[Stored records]

============================================================

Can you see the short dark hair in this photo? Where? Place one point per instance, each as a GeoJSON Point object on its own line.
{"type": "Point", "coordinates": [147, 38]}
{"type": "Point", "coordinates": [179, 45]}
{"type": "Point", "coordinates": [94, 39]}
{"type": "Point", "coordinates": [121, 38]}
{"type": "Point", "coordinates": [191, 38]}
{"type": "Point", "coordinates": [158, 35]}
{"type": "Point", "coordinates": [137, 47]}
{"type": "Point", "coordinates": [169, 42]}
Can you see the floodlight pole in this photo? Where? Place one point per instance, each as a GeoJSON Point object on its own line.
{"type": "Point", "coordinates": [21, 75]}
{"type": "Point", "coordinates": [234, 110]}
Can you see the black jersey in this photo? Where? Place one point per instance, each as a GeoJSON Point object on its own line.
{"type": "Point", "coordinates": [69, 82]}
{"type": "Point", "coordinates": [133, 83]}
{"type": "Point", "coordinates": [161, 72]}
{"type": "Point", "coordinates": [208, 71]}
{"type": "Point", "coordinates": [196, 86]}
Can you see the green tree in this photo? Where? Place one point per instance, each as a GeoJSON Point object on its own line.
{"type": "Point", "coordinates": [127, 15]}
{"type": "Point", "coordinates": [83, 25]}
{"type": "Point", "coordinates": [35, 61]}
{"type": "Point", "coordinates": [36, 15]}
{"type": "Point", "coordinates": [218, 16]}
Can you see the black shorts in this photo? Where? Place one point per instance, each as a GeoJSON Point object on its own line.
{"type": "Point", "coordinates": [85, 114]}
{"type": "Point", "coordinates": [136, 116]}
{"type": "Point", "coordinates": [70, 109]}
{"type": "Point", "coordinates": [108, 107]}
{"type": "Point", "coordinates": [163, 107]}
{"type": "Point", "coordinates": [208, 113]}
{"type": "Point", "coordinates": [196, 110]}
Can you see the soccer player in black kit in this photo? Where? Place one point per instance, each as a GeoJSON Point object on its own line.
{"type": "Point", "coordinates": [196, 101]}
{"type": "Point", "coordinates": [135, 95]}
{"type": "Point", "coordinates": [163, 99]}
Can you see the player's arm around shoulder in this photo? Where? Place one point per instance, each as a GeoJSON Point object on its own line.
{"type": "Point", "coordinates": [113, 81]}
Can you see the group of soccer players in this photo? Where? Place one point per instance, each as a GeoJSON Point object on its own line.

============================================================

== To do ==
Letter for letter, copy all of the entries above.

== Task solution ==
Can you see the short dark hair in this photo? Where? Place one point per instance, each as a GeoJSON Point object on its own line.
{"type": "Point", "coordinates": [147, 38]}
{"type": "Point", "coordinates": [179, 45]}
{"type": "Point", "coordinates": [94, 39]}
{"type": "Point", "coordinates": [121, 38]}
{"type": "Point", "coordinates": [191, 38]}
{"type": "Point", "coordinates": [158, 35]}
{"type": "Point", "coordinates": [137, 47]}
{"type": "Point", "coordinates": [169, 42]}
Can you see the floodlight pole in this photo? Where? Place one point per instance, each as a GeoJSON Point object on its own line.
{"type": "Point", "coordinates": [21, 75]}
{"type": "Point", "coordinates": [234, 110]}
Can you see the black jersey in this photo? Where? Place one point per instance, each as a GeoJSON Point object on its own line.
{"type": "Point", "coordinates": [69, 82]}
{"type": "Point", "coordinates": [133, 83]}
{"type": "Point", "coordinates": [161, 72]}
{"type": "Point", "coordinates": [208, 71]}
{"type": "Point", "coordinates": [196, 86]}
Can you see the green tree in this photo? Where? Place one point per instance, each as a GeoJSON Point object on its own line.
{"type": "Point", "coordinates": [127, 15]}
{"type": "Point", "coordinates": [83, 25]}
{"type": "Point", "coordinates": [35, 61]}
{"type": "Point", "coordinates": [36, 15]}
{"type": "Point", "coordinates": [218, 16]}
Can you see the black shorts in this photo? Where? Place one point per instance, each as a GeoJSON Point object on its own line.
{"type": "Point", "coordinates": [85, 114]}
{"type": "Point", "coordinates": [136, 116]}
{"type": "Point", "coordinates": [70, 109]}
{"type": "Point", "coordinates": [108, 107]}
{"type": "Point", "coordinates": [163, 107]}
{"type": "Point", "coordinates": [208, 113]}
{"type": "Point", "coordinates": [196, 110]}
Can you see the soccer player in black kit in this photo? Where? Place one point per instance, each as a GeoJSON Point object on its own line.
{"type": "Point", "coordinates": [196, 101]}
{"type": "Point", "coordinates": [135, 95]}
{"type": "Point", "coordinates": [163, 99]}
Can you see the player's arm around shoulder in this photo? Where? Place one point per instance, each as a GeoJSON Point object on its own line.
{"type": "Point", "coordinates": [113, 81]}
Can you see the group of soccer players in this photo? Where? Place one point per instance, each as a GeoJSON Point object on its own line.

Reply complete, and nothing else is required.